_Trecho do texto_.
|---|

Ao conquistar o direito de sediar a Copa do Mundo da Fifa, de 2014, e os Jogos Olímpicos e Paraolímpicos, Rio/2016, o Brasil se comprometeu a realizar mais do que dois grandes eventos esportivos. Bola na rede e medalha no peito são peças de uma engrenagem maior, que vai alavancar o desenvolvimento nacional e regional, bem como melhorar a qualidade de vida do cidadão em todas as regiões do país.
Por Luis Fernandes*
O Brasil é um país em desenvolvimento de dimensões continentais, equivalente em tamanho à Europa Ocidental como um todo. Sediar em sequência os dois maiores eventos esportivos e mediáticos do planeta abre ao país uma singular e histórica janela de oportunidades para fortalecer e acelerar o seu desenvolvimento.
Enquanto os países centrais se valem de infraestrutura e serviços já montados em fases anteriores do seu desenvolvimento para servir aos grandes eventos – o papel desempenhado pelo sistema de transporte público de Londres nos Jogos Olímpicos de 2012 é um exemplo claro do caso em questão -, para o Brasil esses eventos são uma oportunidade para acelerar a montagem de infraestrutura crucial para o desenvolvimento do país, bem como fortalecer e expandir políticas públicas garantidoras de direitos de cidadania e alavancar cadeias produtivas e inovadoras, tanto no âmbito nacional quanto regional.

|---|

_Requisito A_. Reescreva o texto sobre os grandes eventos esportivos no Brasil de "Enquanto os países" a "nacional quanto regional.", trocando "Londres" por "Paris".
_Requisito B_. Escreva a continuação do texto sobre os grandes eventos esportivos no Brasil, começando logo após a última frase apresentada.

_Linhas de dados_.
|---|

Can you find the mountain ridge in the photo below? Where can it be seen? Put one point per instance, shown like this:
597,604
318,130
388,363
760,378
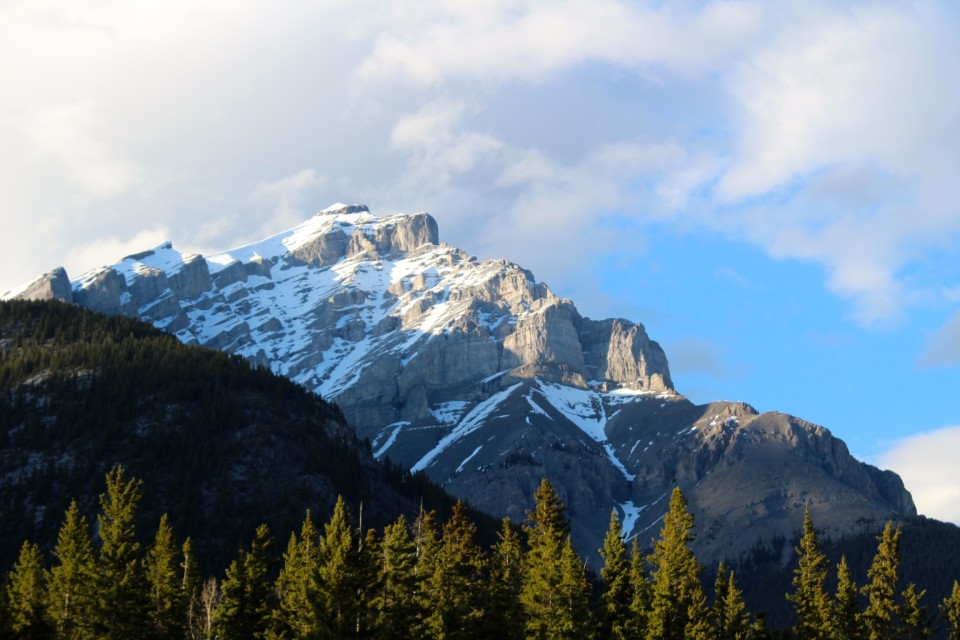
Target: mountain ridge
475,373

|---|

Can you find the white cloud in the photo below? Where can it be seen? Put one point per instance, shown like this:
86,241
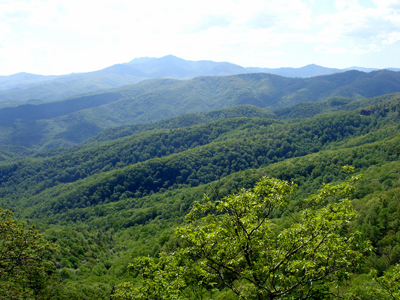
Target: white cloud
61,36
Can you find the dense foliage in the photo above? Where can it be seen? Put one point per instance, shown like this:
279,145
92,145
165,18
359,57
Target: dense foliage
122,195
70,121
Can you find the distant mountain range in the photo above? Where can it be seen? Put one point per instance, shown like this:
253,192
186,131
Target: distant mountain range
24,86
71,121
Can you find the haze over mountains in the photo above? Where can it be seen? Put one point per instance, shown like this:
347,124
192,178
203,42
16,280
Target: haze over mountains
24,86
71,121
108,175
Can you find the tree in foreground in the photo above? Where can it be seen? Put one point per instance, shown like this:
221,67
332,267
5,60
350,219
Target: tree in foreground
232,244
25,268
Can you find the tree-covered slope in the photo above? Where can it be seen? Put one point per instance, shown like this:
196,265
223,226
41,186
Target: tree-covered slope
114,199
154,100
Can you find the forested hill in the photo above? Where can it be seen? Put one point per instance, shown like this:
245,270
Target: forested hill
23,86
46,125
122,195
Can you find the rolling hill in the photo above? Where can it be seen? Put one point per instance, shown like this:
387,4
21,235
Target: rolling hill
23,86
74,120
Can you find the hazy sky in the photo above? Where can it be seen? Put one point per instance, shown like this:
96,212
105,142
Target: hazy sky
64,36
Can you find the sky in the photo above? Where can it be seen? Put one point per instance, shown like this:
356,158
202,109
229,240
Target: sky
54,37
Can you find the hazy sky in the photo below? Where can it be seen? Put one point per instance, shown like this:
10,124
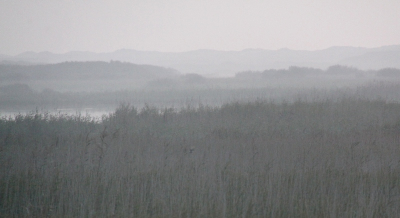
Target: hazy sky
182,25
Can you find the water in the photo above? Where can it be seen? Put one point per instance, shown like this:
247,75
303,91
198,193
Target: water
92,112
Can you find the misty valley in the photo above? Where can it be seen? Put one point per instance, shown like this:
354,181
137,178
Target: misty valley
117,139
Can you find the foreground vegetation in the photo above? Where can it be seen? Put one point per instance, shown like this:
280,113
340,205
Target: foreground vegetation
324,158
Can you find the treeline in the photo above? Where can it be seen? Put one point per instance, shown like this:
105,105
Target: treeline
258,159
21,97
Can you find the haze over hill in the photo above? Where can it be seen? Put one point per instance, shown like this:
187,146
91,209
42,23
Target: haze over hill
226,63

|---|

_Resposta A_.
Enquanto os países centrais se valem de infraestrutura e serviços já montados em fases anteriores do seu desenvolvimento para servir aos grandes eventos – o papel desempenhado pelo sistema de transporte público de Paris nos Jogos Olímpicos de 2012 é um exemplo claro do caso em questão -, para o Brasil esses eventos são uma oportunidade para acelerar a montagem de infraestrutura crucial para o desenvolvimento do país, bem como fortalecer e expandir políticas públicas garantidoras de direitos de cidadania e alavancar cadeias produtivas e inovadoras, tanto no âmbito nacional quanto regional.

_Resposta B_.
Visão estratégica dos legados
O reconhecimento desta oportunidade histórica nos remete para a discussão dos legados que os grandes eventos esportivos podem deixar no país. O conceito de "legados" de grandes eventos esportivos é objeto de discussão entre distintos autores e atores da área.
As entidades internacionais diretamente responsáveis pelos megaeventos esportivos também participam desta discussão conceitual. A Federação Internacional de Futebol Associado (Fifa) define "legados" como "o conjunto de benefícios que impactam um país direta ou indiretamente, econômica ou socialmente, resultante de ações vinculadas ao futebol e seus eventos, como a Copa do Mundo". Já o Comitê Olímpico Internacional (COI), os define como "impactos positivos, com efeito de longa duração, e que influenciam na vida e na cultura de um país e de sua população".
Sintetizando estas ideias-força, podemos definir "legados" como "resultados produzidos, direta ou indiretamente, pela realização de grandes eventos esportivos, em nível nacional e regional, tangíveis ou intangíveis, planejados ou não, que transformam de forma positiva e duradoura a sociedade que os sedia".
Cabe aqui ressaltar, uma vez mais, que Copa e Olimpíadas significam muito mais do que a construção e a modernização de estádios e ginásios, por si só um trabalho de vulto e de importância para a infraestrutura esportiva. A meta do governo federal é implantar um programa de desenvolvimento que transformará não apenas as 12 cidades-sede da Copa, mas o país inteiro. Por isso foi tomada a decisão de realizar jogos do Mundial nas cinco regiões do Brasil.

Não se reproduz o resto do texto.